UPDATE: Added link to my patch on trac
UPDATE 2: ... which is now closed, see r7692
Straight Sailing with Magellan
Magellan is a Ruby on Rails plugin that provides a framework for abstracting navigation logic out of your views and controllers, allowing you to write neater, more reusable code.
Table of Contents
Why should I use Magellan?
The short answer is you probably shouldn’t. Sorry, thanks for stopping by, please visit the gift shop. To elaborate, many applications don’t actually have complex navigational requirements. They are more generally of the type “go from page A to page B, then from there to page C”, and that’s that. While of course Magellan can neatly express these relationships, it adds a layer of complexity to your application for questionable benefit.

→ **PROBLEM SET**
**a)** Name every page mentioned in the quoted navigation example in the Magellan write-up above.
**b)** Pick up the Magellan plugin write-up after its last sentence and keep it going.

→ **SUPPLIED MATERIAL**
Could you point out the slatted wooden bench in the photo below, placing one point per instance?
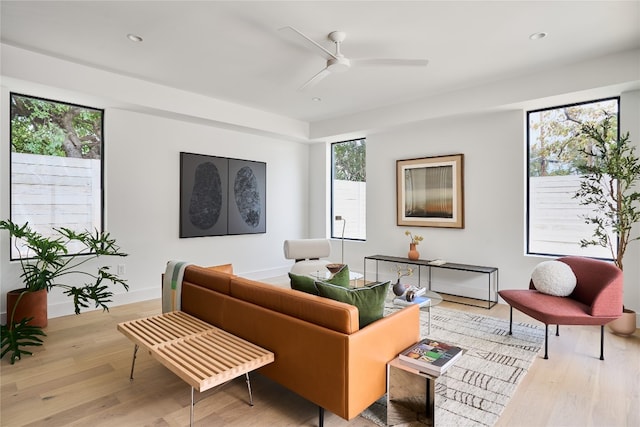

→ **OUTPUTS**
**a)** Page A, page B, page C

**b)**
Where Magellan excels is in expressing more complex requirements: “go from page A to page B, unless it’s a Thursday, in which case go to page C. If we got to page C from page A, then go to page B, otherwise go to page A”. Urgh. Where do you put this logic in a traditional rails app? You don’t want this kind of logic in your views, and if you put it in your controllers you’ll end up duplicating code. You need a better solution.
You need Magellan.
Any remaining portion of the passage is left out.